### [Set task]
Revise everything from the line containing "of the hazy" down through the last of the lines below, putting "overcast sky" in place of "hazy sky" and leaving the rest unchanged.

^^^^^^^^^^^^^^^^

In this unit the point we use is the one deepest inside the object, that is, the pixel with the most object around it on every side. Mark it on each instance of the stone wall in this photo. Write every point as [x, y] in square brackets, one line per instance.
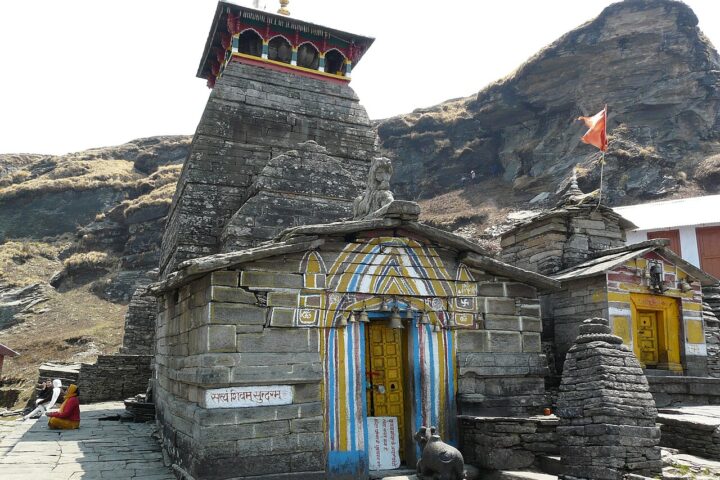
[254, 114]
[213, 334]
[501, 365]
[508, 443]
[562, 238]
[139, 336]
[114, 377]
[300, 187]
[628, 291]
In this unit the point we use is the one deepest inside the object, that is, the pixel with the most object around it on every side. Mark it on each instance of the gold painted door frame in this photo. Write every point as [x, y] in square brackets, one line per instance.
[656, 331]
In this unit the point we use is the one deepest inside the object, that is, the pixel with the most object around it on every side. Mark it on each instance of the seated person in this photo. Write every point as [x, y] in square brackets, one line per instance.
[47, 396]
[68, 417]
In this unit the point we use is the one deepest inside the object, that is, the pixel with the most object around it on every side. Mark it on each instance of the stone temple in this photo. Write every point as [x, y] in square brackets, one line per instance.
[300, 305]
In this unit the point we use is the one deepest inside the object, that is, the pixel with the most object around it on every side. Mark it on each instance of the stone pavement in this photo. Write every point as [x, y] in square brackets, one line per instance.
[98, 450]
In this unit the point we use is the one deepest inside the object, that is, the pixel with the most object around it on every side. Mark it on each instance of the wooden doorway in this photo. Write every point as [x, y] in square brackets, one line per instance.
[709, 249]
[384, 363]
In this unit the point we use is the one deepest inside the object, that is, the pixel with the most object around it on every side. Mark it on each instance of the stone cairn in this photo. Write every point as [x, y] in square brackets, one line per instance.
[607, 413]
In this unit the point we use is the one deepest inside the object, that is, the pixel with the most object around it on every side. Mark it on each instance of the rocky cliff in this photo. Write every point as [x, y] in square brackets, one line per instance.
[646, 59]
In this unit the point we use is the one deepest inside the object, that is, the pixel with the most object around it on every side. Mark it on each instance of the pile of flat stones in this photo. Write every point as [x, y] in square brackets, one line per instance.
[607, 413]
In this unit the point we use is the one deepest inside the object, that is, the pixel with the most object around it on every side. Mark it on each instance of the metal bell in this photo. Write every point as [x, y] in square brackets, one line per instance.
[395, 320]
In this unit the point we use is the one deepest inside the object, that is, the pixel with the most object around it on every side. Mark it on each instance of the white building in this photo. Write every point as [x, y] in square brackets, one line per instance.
[691, 224]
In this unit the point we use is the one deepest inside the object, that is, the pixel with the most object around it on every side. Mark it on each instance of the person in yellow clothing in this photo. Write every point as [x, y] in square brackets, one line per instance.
[68, 417]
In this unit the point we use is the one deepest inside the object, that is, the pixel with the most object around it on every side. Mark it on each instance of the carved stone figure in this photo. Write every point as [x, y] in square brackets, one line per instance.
[377, 194]
[438, 461]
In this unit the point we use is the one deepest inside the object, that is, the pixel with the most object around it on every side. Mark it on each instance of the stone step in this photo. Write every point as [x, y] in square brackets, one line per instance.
[471, 473]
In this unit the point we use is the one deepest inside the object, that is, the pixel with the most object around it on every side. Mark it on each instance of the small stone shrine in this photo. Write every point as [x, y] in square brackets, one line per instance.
[607, 413]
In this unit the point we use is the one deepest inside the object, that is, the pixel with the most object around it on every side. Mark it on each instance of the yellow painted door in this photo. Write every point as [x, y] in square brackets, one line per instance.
[385, 376]
[648, 337]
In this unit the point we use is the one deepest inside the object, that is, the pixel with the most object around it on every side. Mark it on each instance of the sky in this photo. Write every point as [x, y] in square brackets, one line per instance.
[77, 74]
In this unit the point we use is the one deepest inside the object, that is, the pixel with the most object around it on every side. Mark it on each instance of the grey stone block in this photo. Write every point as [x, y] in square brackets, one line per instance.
[500, 306]
[473, 341]
[224, 278]
[303, 425]
[237, 314]
[502, 322]
[532, 343]
[280, 340]
[307, 392]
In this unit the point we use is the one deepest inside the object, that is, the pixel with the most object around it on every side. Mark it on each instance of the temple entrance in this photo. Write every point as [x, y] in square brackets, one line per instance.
[384, 364]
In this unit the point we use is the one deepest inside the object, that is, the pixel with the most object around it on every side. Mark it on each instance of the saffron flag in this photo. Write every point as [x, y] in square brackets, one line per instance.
[597, 133]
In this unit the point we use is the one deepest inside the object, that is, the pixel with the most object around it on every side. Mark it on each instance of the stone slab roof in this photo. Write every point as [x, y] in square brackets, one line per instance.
[398, 215]
[609, 259]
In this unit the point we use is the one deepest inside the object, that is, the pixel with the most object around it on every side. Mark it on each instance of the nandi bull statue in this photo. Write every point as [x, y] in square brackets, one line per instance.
[438, 461]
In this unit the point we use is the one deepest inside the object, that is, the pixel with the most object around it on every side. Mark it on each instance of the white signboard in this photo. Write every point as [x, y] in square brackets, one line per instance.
[384, 443]
[241, 397]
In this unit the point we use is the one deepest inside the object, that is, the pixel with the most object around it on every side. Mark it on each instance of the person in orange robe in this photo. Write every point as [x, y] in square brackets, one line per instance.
[68, 417]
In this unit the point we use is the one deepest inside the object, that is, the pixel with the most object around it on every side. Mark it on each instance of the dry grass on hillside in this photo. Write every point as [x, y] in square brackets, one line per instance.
[71, 175]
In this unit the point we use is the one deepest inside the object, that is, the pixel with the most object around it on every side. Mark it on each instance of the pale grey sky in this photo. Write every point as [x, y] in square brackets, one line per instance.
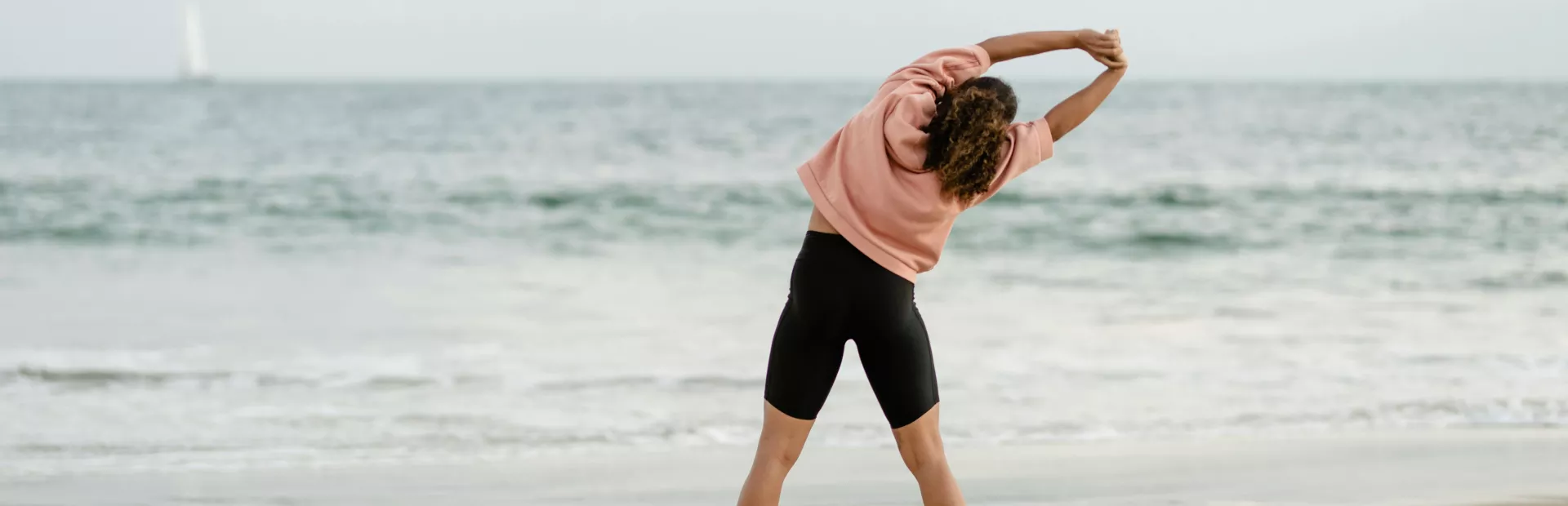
[518, 39]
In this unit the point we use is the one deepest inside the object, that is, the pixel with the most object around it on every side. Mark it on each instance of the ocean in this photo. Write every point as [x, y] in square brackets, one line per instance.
[257, 276]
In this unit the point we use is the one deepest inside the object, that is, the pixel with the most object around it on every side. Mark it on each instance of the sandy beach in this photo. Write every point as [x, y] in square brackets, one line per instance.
[1459, 467]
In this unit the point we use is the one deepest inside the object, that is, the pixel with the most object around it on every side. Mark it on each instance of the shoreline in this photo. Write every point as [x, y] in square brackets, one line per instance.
[1489, 467]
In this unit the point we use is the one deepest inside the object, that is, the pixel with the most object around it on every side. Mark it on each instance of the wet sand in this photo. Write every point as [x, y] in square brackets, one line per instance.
[1454, 467]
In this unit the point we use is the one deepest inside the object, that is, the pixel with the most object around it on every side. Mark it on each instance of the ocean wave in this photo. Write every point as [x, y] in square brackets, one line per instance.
[105, 378]
[1176, 218]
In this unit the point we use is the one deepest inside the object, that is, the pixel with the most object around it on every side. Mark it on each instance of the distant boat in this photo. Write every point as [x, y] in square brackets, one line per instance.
[194, 68]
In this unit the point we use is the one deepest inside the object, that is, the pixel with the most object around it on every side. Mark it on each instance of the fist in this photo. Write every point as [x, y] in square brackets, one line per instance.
[1106, 47]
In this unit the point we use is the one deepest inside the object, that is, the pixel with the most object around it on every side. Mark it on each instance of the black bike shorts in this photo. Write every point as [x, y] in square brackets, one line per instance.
[836, 293]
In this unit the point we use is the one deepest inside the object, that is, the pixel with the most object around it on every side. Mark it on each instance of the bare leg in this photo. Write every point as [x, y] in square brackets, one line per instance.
[921, 446]
[783, 437]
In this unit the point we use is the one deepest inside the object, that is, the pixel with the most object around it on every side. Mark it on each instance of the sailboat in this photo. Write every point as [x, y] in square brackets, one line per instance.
[194, 68]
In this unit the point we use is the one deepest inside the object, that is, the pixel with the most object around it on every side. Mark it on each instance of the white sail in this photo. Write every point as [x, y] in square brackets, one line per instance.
[195, 63]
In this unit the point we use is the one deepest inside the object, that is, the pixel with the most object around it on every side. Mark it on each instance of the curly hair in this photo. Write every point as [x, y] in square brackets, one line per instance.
[966, 136]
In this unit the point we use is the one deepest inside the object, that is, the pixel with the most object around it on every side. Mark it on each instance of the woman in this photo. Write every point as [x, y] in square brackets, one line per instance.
[937, 140]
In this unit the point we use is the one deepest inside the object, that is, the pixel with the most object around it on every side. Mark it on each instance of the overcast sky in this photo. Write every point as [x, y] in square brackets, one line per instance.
[518, 39]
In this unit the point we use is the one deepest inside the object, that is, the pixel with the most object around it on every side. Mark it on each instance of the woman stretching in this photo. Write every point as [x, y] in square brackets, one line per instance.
[937, 140]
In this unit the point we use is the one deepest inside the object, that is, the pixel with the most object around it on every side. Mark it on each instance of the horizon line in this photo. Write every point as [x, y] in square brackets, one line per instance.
[216, 78]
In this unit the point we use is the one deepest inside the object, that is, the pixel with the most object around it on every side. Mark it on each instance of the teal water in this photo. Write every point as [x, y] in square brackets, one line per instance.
[269, 274]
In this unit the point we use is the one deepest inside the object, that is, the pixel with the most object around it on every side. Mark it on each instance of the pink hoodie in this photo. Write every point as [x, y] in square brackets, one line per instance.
[869, 179]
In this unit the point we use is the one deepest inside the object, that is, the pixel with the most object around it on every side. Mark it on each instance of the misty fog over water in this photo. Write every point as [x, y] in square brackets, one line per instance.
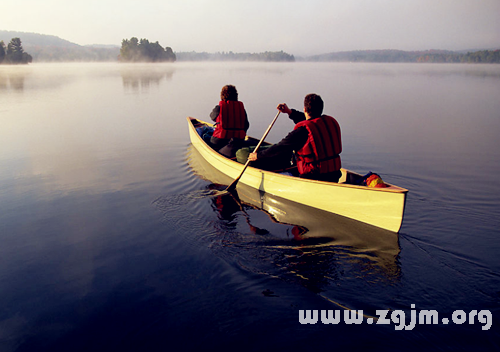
[103, 248]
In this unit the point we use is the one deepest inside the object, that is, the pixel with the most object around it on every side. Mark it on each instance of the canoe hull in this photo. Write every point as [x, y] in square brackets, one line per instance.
[381, 207]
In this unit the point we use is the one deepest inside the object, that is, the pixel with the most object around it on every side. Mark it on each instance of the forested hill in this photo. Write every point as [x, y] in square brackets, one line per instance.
[440, 56]
[49, 48]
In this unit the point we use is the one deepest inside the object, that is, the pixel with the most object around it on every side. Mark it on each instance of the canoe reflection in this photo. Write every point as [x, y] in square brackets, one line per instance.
[310, 234]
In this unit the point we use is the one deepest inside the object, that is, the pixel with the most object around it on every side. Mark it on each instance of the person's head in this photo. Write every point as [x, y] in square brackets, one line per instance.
[229, 92]
[313, 105]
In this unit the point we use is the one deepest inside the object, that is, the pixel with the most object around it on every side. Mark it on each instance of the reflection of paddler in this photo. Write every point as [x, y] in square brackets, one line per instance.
[314, 228]
[228, 206]
[231, 121]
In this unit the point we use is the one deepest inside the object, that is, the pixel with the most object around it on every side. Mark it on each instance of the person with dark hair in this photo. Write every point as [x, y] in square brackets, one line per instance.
[231, 122]
[316, 141]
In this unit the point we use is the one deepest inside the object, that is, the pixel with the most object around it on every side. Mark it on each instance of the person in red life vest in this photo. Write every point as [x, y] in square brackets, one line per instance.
[231, 123]
[316, 141]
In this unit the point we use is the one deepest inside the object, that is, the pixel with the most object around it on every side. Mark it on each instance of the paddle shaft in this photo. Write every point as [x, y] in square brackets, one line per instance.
[232, 186]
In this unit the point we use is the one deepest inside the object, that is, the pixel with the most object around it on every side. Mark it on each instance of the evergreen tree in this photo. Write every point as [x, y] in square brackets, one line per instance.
[134, 50]
[2, 51]
[15, 53]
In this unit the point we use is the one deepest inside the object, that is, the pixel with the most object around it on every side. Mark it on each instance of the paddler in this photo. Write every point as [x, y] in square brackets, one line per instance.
[316, 141]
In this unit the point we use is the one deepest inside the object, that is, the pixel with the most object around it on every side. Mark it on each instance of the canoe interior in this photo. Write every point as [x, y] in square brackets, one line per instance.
[348, 178]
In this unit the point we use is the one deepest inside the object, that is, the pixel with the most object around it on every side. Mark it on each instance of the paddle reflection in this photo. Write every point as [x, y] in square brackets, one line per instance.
[309, 243]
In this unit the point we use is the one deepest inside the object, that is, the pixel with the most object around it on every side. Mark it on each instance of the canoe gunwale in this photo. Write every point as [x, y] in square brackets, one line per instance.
[390, 188]
[379, 207]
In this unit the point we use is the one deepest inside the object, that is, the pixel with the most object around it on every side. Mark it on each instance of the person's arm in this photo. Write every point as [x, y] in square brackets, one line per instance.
[295, 140]
[215, 112]
[295, 115]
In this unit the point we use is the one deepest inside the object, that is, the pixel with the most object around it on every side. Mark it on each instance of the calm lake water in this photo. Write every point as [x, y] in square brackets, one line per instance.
[106, 245]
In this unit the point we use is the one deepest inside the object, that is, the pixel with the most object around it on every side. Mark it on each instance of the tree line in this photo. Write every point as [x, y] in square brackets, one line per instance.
[277, 56]
[13, 53]
[431, 56]
[134, 50]
[483, 56]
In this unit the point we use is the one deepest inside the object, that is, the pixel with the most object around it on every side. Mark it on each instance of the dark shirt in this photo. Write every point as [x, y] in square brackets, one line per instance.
[216, 111]
[283, 150]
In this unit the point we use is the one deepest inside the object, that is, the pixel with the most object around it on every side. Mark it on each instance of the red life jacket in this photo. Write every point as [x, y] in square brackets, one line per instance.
[321, 152]
[231, 120]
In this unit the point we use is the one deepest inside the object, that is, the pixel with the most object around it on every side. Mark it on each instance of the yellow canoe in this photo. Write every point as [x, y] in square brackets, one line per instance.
[380, 207]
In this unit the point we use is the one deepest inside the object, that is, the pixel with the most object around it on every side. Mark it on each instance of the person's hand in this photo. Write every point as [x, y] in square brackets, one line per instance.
[284, 108]
[252, 156]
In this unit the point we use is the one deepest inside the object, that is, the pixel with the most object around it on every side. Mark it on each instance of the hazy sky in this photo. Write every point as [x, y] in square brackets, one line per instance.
[296, 26]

^^^^^^^^^^^^^^^^

### [Written answer]
In this unit the point we use is the one deepest inside the object, that is, the pixel with the most object around it on every side. Mark it on each instance of the overcast sky in this photo. Write every point as [x, y] in square brackets, one line per instance.
[296, 26]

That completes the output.